- [Aufgaben]:
1. Schreib aus dem Text über das Kunsthistorische Museum am See den Abschnitt von „Zur Ethik des“ bis „selben Geist geleitet.“ wortgetreu ab.
2. Setze den Text über das Kunsthistorische Museum am See nach seinem letzten Satz fort.

Das Kunsthistorische Museum zu Gast am See

Zur Freude aller Teilnehmer des Sommerdiskurses war auch im diesen Jahr das KHM beim Sommerdiskurs präsent, um den akademischen Diskurs auch durch ein kulturelles Rahmenprogramm zu bereichern. In diesem Jahr, wurde die im Jahr 2013 neu eröffnete Kunstkammer des KHM durch den Geschäftsführer des Kunsthistorischen Museums Dr. Paul Frey präsentiert. Eine eigens für die Veranstaltung aufgebaute Installation bot einen spektakulären Panoramablick auf Wien und einen 3D Einblick in die Kunstkammer.

Zur Ethik des Maßhaltens fand Dr. Frey viele Worte: „Die Kunst wie auch der Küstler lebt von der Maßlosigkeit. Diese Maßlosigkeit wird ebenso durch die Kunstkammer verkörpert. In der Kunst finden sich auch nicht selten allegorische Darstellungen der Mäßigung. Auch die Räume der Kunstkammer sind geschützt durch eine solche allegorische Darstellung. Die Habsburger selbst haben die Mäßigung als „family brand“ eingeschrieben. Rudolf I galt als Mann des Maßvollen, fast 700 Jahre später wurde auch Kaiser Franz Josef vom selben Geist geleitet.

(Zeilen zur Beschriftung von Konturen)

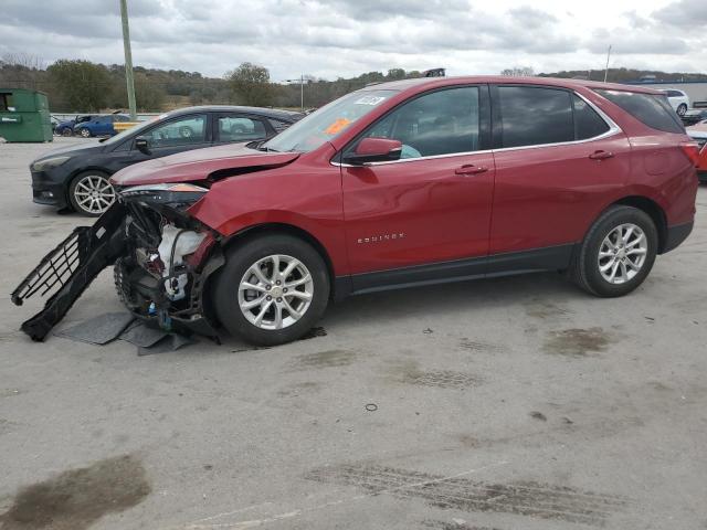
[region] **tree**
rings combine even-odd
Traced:
[[[271,105],[274,91],[265,66],[241,63],[238,68],[226,72],[225,78],[230,82],[238,103],[261,107]]]
[[[513,68],[503,70],[500,75],[508,75],[510,77],[530,77],[535,75],[535,73],[530,66],[514,66]]]
[[[112,83],[108,68],[103,64],[62,59],[46,71],[67,108],[85,113],[101,110],[106,106]]]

- [Die Ergebnisse]:
1.
Zur Ethik des Maßhaltens fand Dr. Frey viele Worte: „Die Kunst wie auch der Küstler lebt von der Maßlosigkeit. Diese Maßlosigkeit wird ebenso durch die Kunstkammer verkörpert. In der Kunst finden sich auch nicht selten allegorische Darstellungen der Mäßigung. Auch die Räume der Kunstkammer sind geschützt durch eine solche allegorische Darstellung. Die Habsburger selbst haben die Mäßigung als „family brand“ eingeschrieben. Rudolf I galt als Mann des Maßvollen, fast 700 Jahre später wurde auch Kaiser Franz Josef vom selben Geist geleitet.

2.
Ein kurzer Überblick über die Lebensgeschichte der ausgewählten Stücke der Privatsammlung der Habsburger wurde ebenfalls gegeben, sowie eine beeindruckende Beschreibung der Stücke selbst. Unter ihnen auch das mit Abstand berühmteste Salzfass der Welt: die Saliera.

 

Donnerstag, 1. August 2013

Nachhaltiger Sozialstaat

Am Donnerstag Vormittag drehte sich alles um das Thema des „Nachhaltigen Sozialstaates und die Suche nach dem richtigen Maß.“

Die Thematik wurde anhand von  fünf Impulsstatements unter der Moderation von Univ.-Prof. Dr. Robert Rebhahn, Professor für Arbeits- und Sozialrecht an der Universität Wien, erörtert.

Im Podium saßen: Dr. Rolf Gleißner, stellvertretender Abteilungsleiter der WKO der Abteilung für Sozialpolitik und Gesundheit, Dipl-Ing. Johannes Berger, wissenschaftlicher Mitarbeiter der EcoAustria, Dr. Josef Wöss, Leiter der Abteilung Sozialpolitik der Arbeiterkammer Wien, Univ.-Prof Dr. Walter Schrammel, Professor für Arbeits- und Sozialrecht an der Universität Wien,  sowie Dir. Dr. Thomas Neumann, Direktor der Sozialversicherungsanstalt der Gewerblichen Wirtschaft.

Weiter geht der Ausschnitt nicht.